EXERCISE OBJECTIVE: Which lines in the items below contain the string "foliage", matching case exactly? Report each such line in full.

--- begin RECORD EXTRACTS ---

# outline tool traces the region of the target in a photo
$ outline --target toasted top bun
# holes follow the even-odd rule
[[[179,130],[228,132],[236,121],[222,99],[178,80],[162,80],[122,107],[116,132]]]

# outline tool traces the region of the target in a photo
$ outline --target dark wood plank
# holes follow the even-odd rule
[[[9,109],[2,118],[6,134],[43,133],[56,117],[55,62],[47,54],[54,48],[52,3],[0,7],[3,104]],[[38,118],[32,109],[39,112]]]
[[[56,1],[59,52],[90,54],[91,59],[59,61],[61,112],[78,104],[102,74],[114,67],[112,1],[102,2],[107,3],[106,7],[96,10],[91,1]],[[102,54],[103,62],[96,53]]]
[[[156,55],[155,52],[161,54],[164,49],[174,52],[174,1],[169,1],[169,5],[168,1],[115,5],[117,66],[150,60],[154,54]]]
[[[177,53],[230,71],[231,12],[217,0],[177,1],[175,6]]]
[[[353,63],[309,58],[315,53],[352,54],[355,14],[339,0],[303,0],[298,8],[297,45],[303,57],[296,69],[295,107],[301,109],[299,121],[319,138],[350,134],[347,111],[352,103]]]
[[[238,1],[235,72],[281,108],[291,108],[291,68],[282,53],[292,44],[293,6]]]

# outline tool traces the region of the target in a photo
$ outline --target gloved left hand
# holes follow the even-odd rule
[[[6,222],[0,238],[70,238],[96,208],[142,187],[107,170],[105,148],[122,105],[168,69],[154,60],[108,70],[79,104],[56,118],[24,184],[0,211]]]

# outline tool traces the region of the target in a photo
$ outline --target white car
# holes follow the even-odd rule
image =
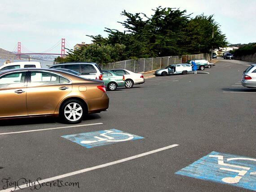
[[[168,74],[183,74],[192,72],[192,66],[189,64],[182,64],[171,65],[165,69],[161,69],[155,71],[156,76],[166,76]]]
[[[79,73],[80,76],[91,79],[103,80],[102,72],[98,65],[94,63],[74,62],[54,65],[50,69],[67,69]]]
[[[13,62],[4,65],[0,67],[0,71],[14,69],[35,68],[41,68],[42,66],[40,62]]]
[[[132,88],[133,85],[142,84],[145,83],[145,79],[141,73],[136,73],[129,70],[118,69],[110,70],[116,74],[124,75],[125,81],[125,87]]]

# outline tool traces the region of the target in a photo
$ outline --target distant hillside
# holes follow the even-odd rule
[[[12,56],[16,56],[16,55],[10,51],[6,51],[6,50],[0,48],[0,54],[11,55]]]

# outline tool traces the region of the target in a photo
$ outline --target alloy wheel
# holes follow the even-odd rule
[[[69,121],[75,122],[79,120],[83,116],[83,108],[77,103],[68,104],[65,108],[64,115]]]

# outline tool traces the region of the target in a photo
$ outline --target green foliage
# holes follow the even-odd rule
[[[66,61],[93,62],[108,63],[122,59],[122,56],[125,46],[116,44],[111,45],[99,45],[93,44],[83,46],[75,51],[69,50]]]
[[[124,10],[121,15],[126,19],[119,22],[124,31],[106,28],[107,38],[88,35],[93,44],[70,52],[68,59],[104,64],[132,58],[206,53],[212,46],[224,47],[228,43],[213,15],[191,18],[185,10],[161,7],[153,11],[148,17]]]
[[[234,55],[240,57],[243,55],[252,55],[256,52],[256,43],[249,44],[235,51]]]

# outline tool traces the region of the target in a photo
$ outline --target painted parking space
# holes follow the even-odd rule
[[[69,135],[62,137],[88,148],[144,138],[115,129]]]
[[[176,174],[256,191],[256,159],[212,152]]]

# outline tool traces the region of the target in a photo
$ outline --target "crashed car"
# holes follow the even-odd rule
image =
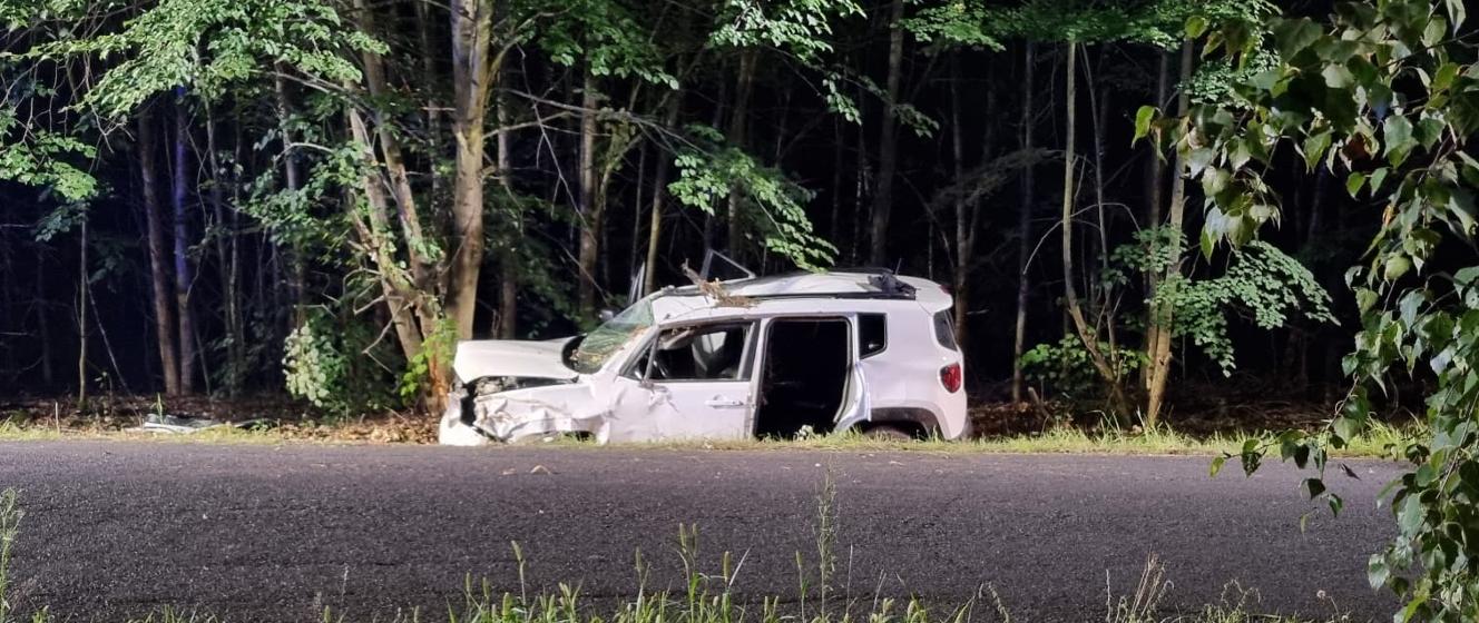
[[[951,295],[887,270],[669,286],[590,334],[463,341],[439,438],[473,446],[966,434]]]

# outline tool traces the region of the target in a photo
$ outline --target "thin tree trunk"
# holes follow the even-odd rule
[[[964,145],[960,133],[960,62],[951,59],[950,63],[950,154],[951,164],[954,170],[955,183],[961,183],[966,179],[966,162],[964,162]],[[989,115],[991,111],[986,111]],[[954,297],[955,297],[955,343],[961,347],[966,345],[966,310],[970,309],[970,260],[975,254],[972,249],[972,230],[970,230],[970,214],[967,214],[966,193],[955,193],[955,270],[954,270]]]
[[[831,192],[831,218],[827,220],[827,227],[830,235],[827,236],[833,245],[842,249],[842,192],[843,192],[843,155],[847,148],[847,136],[843,134],[843,123],[840,118],[833,120],[833,192]]]
[[[847,245],[847,260],[858,264],[862,257],[862,227],[868,220],[868,207],[864,202],[868,196],[868,134],[862,124],[858,124],[858,149],[853,152],[852,170],[856,183],[852,187],[852,244]]]
[[[1192,41],[1186,40],[1182,43],[1182,74],[1177,89],[1180,94],[1176,102],[1176,114],[1186,115],[1186,109],[1191,106],[1191,97],[1186,93],[1186,83],[1192,75]],[[1180,278],[1180,257],[1182,244],[1180,232],[1182,221],[1185,220],[1186,207],[1186,177],[1185,177],[1185,162],[1177,155],[1174,176],[1171,179],[1171,205],[1170,205],[1170,229],[1176,235],[1171,236],[1171,257],[1176,258],[1170,267],[1165,270],[1165,276],[1161,279],[1164,283],[1168,279]],[[1174,322],[1174,310],[1170,307],[1157,307],[1152,310],[1152,326],[1155,326],[1155,350],[1148,353],[1151,360],[1151,382],[1146,390],[1146,405],[1145,405],[1145,424],[1146,427],[1154,427],[1161,416],[1161,406],[1165,402],[1165,381],[1171,372],[1171,323]]]
[[[498,140],[497,140],[497,156],[498,164],[498,183],[503,186],[504,192],[513,193],[509,177],[513,174],[510,165],[510,142],[509,131],[501,130],[509,125],[509,106],[507,102],[500,96],[497,100],[495,115],[498,118]],[[510,211],[509,226],[515,236],[524,235],[524,216],[518,208]],[[512,241],[503,244],[503,252],[498,257],[498,326],[495,335],[498,340],[513,340],[519,331],[519,254],[518,248]]]
[[[484,254],[482,156],[484,121],[488,96],[497,78],[493,56],[493,0],[453,0],[453,136],[457,137],[456,179],[453,182],[453,247],[447,283],[448,316],[457,337],[472,338],[478,310],[478,273]],[[436,362],[433,396],[441,396],[451,366],[451,353]]]
[[[740,74],[735,78],[735,108],[729,115],[729,145],[745,149],[748,143],[748,127],[750,127],[750,94],[754,90],[754,50],[744,50],[740,53]],[[744,223],[740,216],[740,190],[729,189],[729,236],[726,238],[726,251],[729,257],[738,263],[744,263]]]
[[[371,257],[371,261],[379,269],[377,280],[380,282],[380,294],[385,300],[385,309],[390,316],[396,340],[401,343],[401,353],[407,360],[414,360],[422,353],[423,340],[422,328],[416,322],[414,314],[422,309],[420,297],[429,294],[417,291],[413,283],[407,282],[396,269],[395,257],[389,254],[389,247],[385,241],[390,236],[390,208],[385,196],[383,180],[371,167],[376,159],[374,148],[370,146],[370,130],[355,108],[349,108],[348,117],[349,136],[355,142],[355,148],[359,149],[359,158],[365,165],[361,190],[365,193],[365,204],[368,204],[368,218],[359,216],[355,201],[345,201],[345,208],[359,238],[362,251]]]
[[[49,390],[56,381],[56,374],[52,369],[52,310],[46,309],[50,303],[46,300],[46,257],[41,254],[35,255],[35,300],[31,303],[35,307],[35,331],[41,338],[41,384]],[[169,301],[166,301],[166,309]],[[9,353],[9,351],[7,351]],[[173,353],[172,353],[173,354]]]
[[[677,125],[677,114],[683,108],[682,93],[673,93],[667,100],[667,114],[663,118],[664,127]],[[667,171],[671,158],[660,155],[657,170],[652,171],[652,210],[648,214],[648,254],[646,273],[642,276],[642,294],[652,292],[657,285],[657,247],[663,241],[663,202],[667,198]]]
[[[596,317],[596,260],[600,244],[600,214],[596,198],[596,106],[600,100],[596,96],[596,75],[586,71],[581,87],[580,114],[580,317],[590,320]]]
[[[1099,69],[1103,69],[1103,59],[1106,55],[1106,46],[1099,50]],[[1089,61],[1087,50],[1084,61]],[[1094,109],[1094,213],[1099,218],[1099,272],[1096,275],[1109,273],[1109,218],[1105,214],[1105,127],[1109,125],[1109,90],[1094,89],[1094,86],[1108,84],[1102,78],[1103,72],[1096,71],[1096,77],[1092,77],[1089,83],[1090,102]],[[1114,356],[1120,351],[1120,335],[1115,328],[1114,303],[1112,303],[1112,286],[1105,285],[1100,278],[1090,275],[1090,286],[1093,288],[1093,295],[1090,300],[1092,312],[1094,313],[1094,329],[1103,328],[1105,338],[1109,343],[1109,365],[1114,369],[1115,384],[1123,372],[1120,369],[1120,360]]]
[[[87,410],[87,216],[77,242],[77,410]]]
[[[1032,90],[1037,44],[1026,43],[1022,69],[1022,149],[1032,149]],[[1022,403],[1022,353],[1026,351],[1026,304],[1032,283],[1028,280],[1028,255],[1032,254],[1032,196],[1037,186],[1035,167],[1022,170],[1022,204],[1018,205],[1018,312],[1016,332],[1012,345],[1012,402]]]
[[[1157,61],[1157,77],[1155,77],[1155,105],[1165,106],[1167,93],[1170,90],[1171,81],[1171,55],[1168,52],[1161,52]],[[1148,149],[1151,151],[1151,167],[1146,173],[1146,196],[1149,198],[1149,210],[1146,211],[1146,227],[1161,226],[1161,204],[1165,201],[1165,161],[1161,156],[1160,149],[1155,142],[1146,140]],[[1145,294],[1146,300],[1155,298],[1155,288],[1160,285],[1161,276],[1154,270],[1145,275]],[[1151,306],[1145,313],[1145,354],[1146,357],[1154,356],[1155,341],[1158,326],[1155,323],[1155,307]],[[1140,382],[1145,390],[1151,390],[1151,365],[1140,368]]]
[[[246,328],[241,319],[241,292],[237,289],[237,276],[232,269],[232,247],[235,245],[235,230],[226,221],[225,180],[220,177],[220,158],[216,151],[216,118],[210,106],[206,106],[206,162],[210,164],[210,207],[216,218],[216,266],[222,279],[222,303],[226,312],[226,396],[237,396],[243,388],[243,375],[247,368]]]
[[[297,154],[293,148],[291,106],[287,97],[287,80],[281,75],[284,71],[285,68],[281,63],[277,65],[277,75],[272,77],[272,94],[277,105],[278,133],[282,134],[282,152],[280,155],[282,159],[282,180],[288,192],[297,192],[303,183],[297,167]],[[288,292],[293,297],[293,328],[303,326],[308,322],[308,249],[297,238],[294,236],[293,247],[288,249]]]
[[[1114,369],[1109,366],[1108,359],[1099,350],[1099,335],[1089,326],[1084,320],[1084,310],[1078,303],[1078,288],[1074,285],[1074,174],[1075,174],[1075,133],[1077,127],[1077,97],[1078,97],[1078,46],[1074,40],[1068,40],[1068,66],[1065,69],[1066,89],[1063,93],[1065,99],[1065,128],[1063,128],[1063,211],[1059,229],[1063,235],[1063,306],[1068,310],[1068,317],[1074,323],[1074,331],[1078,334],[1078,340],[1084,343],[1084,350],[1089,351],[1089,359],[1093,362],[1094,369],[1099,371],[1099,376],[1103,379],[1105,385],[1109,388],[1111,400],[1114,402],[1115,410],[1123,412],[1126,407],[1126,400],[1123,388],[1120,387],[1120,378],[1115,375]]]
[[[442,127],[438,112],[439,108],[436,102],[436,92],[433,86],[442,84],[436,75],[436,47],[432,38],[432,3],[422,0],[411,3],[416,7],[416,38],[422,47],[422,80],[427,86],[426,93],[426,136],[429,151],[432,154],[442,154]],[[439,196],[441,192],[441,177],[436,174],[436,158],[426,158],[426,177],[430,182],[430,195]]]
[[[175,162],[173,162],[173,192],[170,195],[175,207],[175,316],[179,331],[180,350],[180,393],[195,393],[195,314],[191,310],[191,282],[194,270],[189,260],[189,214],[185,211],[185,199],[189,193],[189,180],[185,177],[188,165],[185,149],[189,140],[189,120],[185,114],[185,92],[176,90],[175,102]]]
[[[154,156],[154,118],[139,117],[139,180],[143,189],[145,235],[149,244],[149,282],[154,286],[154,340],[160,353],[160,369],[164,372],[164,393],[180,393],[180,368],[175,345],[175,309],[170,294],[170,266],[167,238],[164,235],[164,208],[160,205],[160,182],[155,174],[158,162]]]
[[[893,173],[898,167],[899,83],[904,65],[904,0],[892,0],[889,10],[889,75],[884,86],[883,127],[879,131],[879,186],[873,193],[873,235],[868,263],[884,266],[889,254],[889,216],[893,211]]]

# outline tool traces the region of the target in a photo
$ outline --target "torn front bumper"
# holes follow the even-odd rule
[[[469,399],[464,390],[453,391],[447,399],[438,441],[447,446],[484,446],[491,441],[519,443],[571,434],[590,436],[598,443],[606,441],[608,413],[572,409],[537,396],[516,396],[524,393]]]

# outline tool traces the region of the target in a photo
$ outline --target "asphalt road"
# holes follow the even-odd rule
[[[649,585],[676,580],[679,523],[700,526],[707,571],[742,555],[745,598],[793,598],[827,471],[855,598],[954,604],[989,583],[1016,622],[1103,620],[1106,579],[1124,593],[1155,555],[1173,583],[1164,614],[1236,580],[1266,611],[1328,614],[1334,599],[1387,620],[1393,601],[1364,570],[1392,533],[1375,496],[1395,468],[1350,465],[1361,480],[1333,483],[1346,512],[1302,533],[1299,472],[1211,480],[1205,458],[0,443],[0,487],[27,512],[15,596],[71,620],[445,613],[469,576],[518,591],[515,540],[529,583],[578,583],[599,604],[633,589],[637,548]]]

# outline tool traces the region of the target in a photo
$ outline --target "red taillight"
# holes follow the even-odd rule
[[[945,391],[951,394],[960,391],[961,381],[964,381],[964,374],[960,371],[960,363],[951,363],[939,369],[939,384],[945,385]]]

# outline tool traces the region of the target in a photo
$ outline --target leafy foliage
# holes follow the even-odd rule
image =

--- end RECORD EXTRACTS ---

SOLUTION TO THE PROBLEM:
$ outline --target green foliage
$ outline --target leafy foliage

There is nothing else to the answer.